━━━ EXTRAIT CHOISI ━━━
Cette réminiscence quasi-mythologique, débitée sur un sofa avec un sourire, me semblait un bien pâle vestige du caractère implacablement vindicatif des contemporains des Uberti, de Dante et de Machiavel. Je laissai deviner mon sentiment à la marquise.

— Ne vous y trompez pas, me dit-elle. Sous ces apparences frivoles se cachent plus d’énergie et de vigueur morale que vous ne croyez. Les fortes qualités du caractère florentin vous paraissent perdues : elles ne sont qu’engourdies faute d’emploi, et le cas échéant vous les verriez revivre.

La marquise avait raison : les descendans des anciennes familles patriciennes de Florence n’ont pas trop dégénéré. A l’heure qu’il est, il y a des représentans de plus d’un nom historique parmi les volontaires qui sont allés sur les bords du Tessin chercher une revanche contre les héritiers de Charles-Quint, et c’est un prince Corsini, le marquis Lajatico, qui s’est courageusement mis à la tête du parti qui veut l’alliance de la Toscane avec la France et la Sardaigne.


A. DE METZ-NOBLAT.

  1. Rivaux de Donati, le premier chef des noirs; les Cerchi étaient à la tête du parti des blancs.
━━━ DONNÉES FOURNIES ━━━
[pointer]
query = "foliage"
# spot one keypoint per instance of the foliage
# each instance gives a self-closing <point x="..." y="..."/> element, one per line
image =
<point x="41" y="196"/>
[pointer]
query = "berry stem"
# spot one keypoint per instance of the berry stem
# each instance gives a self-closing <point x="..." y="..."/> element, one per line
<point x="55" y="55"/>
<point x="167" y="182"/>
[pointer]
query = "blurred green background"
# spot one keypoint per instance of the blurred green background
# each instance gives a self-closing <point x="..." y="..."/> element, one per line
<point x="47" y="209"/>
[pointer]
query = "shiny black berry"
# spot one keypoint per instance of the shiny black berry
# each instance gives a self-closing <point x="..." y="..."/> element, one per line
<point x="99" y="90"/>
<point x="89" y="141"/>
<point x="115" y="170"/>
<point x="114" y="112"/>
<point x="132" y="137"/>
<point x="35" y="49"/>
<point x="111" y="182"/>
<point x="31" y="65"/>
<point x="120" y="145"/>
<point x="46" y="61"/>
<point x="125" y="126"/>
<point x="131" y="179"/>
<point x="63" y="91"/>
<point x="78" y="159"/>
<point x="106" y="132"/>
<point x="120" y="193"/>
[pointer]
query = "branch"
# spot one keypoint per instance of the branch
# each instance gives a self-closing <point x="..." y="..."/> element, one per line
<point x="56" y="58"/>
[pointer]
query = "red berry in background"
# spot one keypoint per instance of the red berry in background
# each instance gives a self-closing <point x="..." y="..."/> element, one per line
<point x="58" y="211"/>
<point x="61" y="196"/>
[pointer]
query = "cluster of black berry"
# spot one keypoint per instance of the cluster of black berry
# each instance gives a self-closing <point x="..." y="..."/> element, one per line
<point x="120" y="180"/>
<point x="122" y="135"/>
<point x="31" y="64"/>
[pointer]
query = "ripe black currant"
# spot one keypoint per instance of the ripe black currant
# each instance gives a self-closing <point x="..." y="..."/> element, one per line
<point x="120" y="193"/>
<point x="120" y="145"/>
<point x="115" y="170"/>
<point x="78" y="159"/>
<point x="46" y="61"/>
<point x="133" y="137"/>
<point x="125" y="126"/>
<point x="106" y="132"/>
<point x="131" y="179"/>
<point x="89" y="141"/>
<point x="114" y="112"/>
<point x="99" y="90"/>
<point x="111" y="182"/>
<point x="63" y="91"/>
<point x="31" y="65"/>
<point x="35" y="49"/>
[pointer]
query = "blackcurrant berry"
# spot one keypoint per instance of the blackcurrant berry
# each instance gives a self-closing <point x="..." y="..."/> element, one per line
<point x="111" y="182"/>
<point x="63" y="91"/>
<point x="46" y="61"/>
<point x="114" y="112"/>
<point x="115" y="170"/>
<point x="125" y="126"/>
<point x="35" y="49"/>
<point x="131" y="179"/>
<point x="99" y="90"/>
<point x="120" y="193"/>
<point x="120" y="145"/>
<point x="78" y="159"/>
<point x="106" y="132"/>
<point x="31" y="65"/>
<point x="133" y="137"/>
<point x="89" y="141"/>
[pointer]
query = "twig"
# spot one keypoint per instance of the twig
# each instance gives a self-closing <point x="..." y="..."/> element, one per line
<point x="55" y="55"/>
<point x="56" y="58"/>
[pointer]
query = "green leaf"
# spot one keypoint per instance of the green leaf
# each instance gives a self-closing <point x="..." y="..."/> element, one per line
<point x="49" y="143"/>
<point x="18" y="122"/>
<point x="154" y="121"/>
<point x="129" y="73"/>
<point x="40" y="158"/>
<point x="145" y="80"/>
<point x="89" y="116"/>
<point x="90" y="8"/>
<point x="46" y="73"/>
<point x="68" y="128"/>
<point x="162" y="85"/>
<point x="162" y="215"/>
━━━
### CONSIGNE
Modifiez l'extrait choisi : recopiez-en le passage qui commence à "Cette réminiscence quasi-mythologique, débitée" et se termine à "à la marquise.", en y remplaçant "sofa" par "canapé".

### RÉSULTAT ATTENDU
Cette réminiscence quasi-mythologique, débitée sur un canapé avec un sourire, me semblait un bien pâle vestige du caractère implacablement vindicatif des contemporains des Uberti, de Dante et de Machiavel. Je laissai deviner mon sentiment à la marquise.